[TEXT — start]

I posted in the December thread and was contacted several times over the next 6 weeks. Here is my learning from this:

* Be unique. As a JavaScript developer I mentioned that I will not work on Angular, React, or other big frameworks. This immediately tells 90% of hiring companies to not waste their time with me and I am also not competing with many other people.

* Be patient. I grew impatient and jumped on an opportunity outside of software.

* Be careful what you wish for. The same failings and faults that apply everywhere else in software hiring will happen here too. Always be skeptical of the process, and ask good questions.

* Keep your experience in mind. Mostly what software companies are looking for is experience. Education is a nice to have, but it isn't required to be a developer. Education is never a certification no matter how much you wish it were or how expensive it was. If you have no experience you should expect to start as a junior developer.

* You don't need to be hired to obtain experience. Nothing is preventing you from writing open source software personal project and making mistakes that you are learning from. As somebody with a masters degree you are in a stronger position for advancing quickly compared to most other developers. After 20 years of writing software I am convinced that there are only 2 difference between a novice developer and an expert: writing skills and an advanced appreciation for data structures. Those are both skills that take practice to develop and the results a self-evident when reviewing code.

Just curious, what's the vanilla JS niche? Is there any particular reason a company would go with it instead of frameworks like React, etc (not saying I agree with those decisions, just an observation based what's happening on the job market)? Do you do server-side or client-side JS?

I can not speak for other peoples' opinions. Here is the reason I would pitch it in one word: scale.

[TEXT — finish]
[EXERCISE DATA — start]

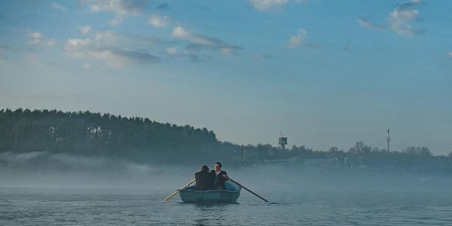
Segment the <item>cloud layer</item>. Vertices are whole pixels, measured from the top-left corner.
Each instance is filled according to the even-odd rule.
[[[420,0],[412,0],[399,4],[389,13],[387,17],[387,25],[373,24],[365,18],[356,19],[358,24],[366,28],[377,30],[389,30],[399,35],[413,35],[422,33],[422,31],[415,29],[412,24],[419,16],[419,12],[413,7],[421,4]]]

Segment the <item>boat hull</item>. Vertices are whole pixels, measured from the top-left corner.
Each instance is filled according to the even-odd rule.
[[[240,195],[241,188],[229,181],[224,183],[228,190],[194,191],[194,186],[179,189],[182,201],[188,203],[234,203]]]

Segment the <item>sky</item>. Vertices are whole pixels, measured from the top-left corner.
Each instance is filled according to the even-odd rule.
[[[0,108],[452,151],[452,1],[0,0]]]

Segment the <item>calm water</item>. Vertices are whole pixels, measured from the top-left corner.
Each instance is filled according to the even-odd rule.
[[[239,203],[162,199],[168,190],[0,188],[0,224],[452,225],[452,192],[242,190]]]

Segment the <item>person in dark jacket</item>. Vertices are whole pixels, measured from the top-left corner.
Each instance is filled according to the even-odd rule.
[[[196,184],[195,191],[206,191],[214,189],[214,180],[212,174],[209,173],[209,167],[204,165],[201,167],[201,171],[195,173]]]
[[[214,178],[215,189],[226,190],[226,188],[224,187],[224,182],[228,179],[228,174],[226,171],[221,170],[221,163],[218,162],[215,163],[214,168],[215,170],[211,170],[210,173]]]

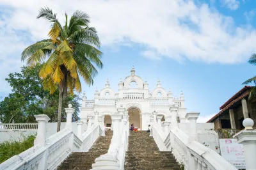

[EXERCISE DATA — finish]

* _YOUR OBJECTIVE_
Write out the stretch of the job-hunting post from "I posted in" through "many other people.", replacing "JavaScript" with "Python".

* _ANSWER TO THIS PROBLEM_
I posted in the December thread and was contacted several times over the next 6 weeks. Here is my learning from this:

* Be unique. As a Python developer I mentioned that I will not work on Angular, React, or other big frameworks. This immediately tells 90% of hiring companies to not waste their time with me and I am also not competing with many other people.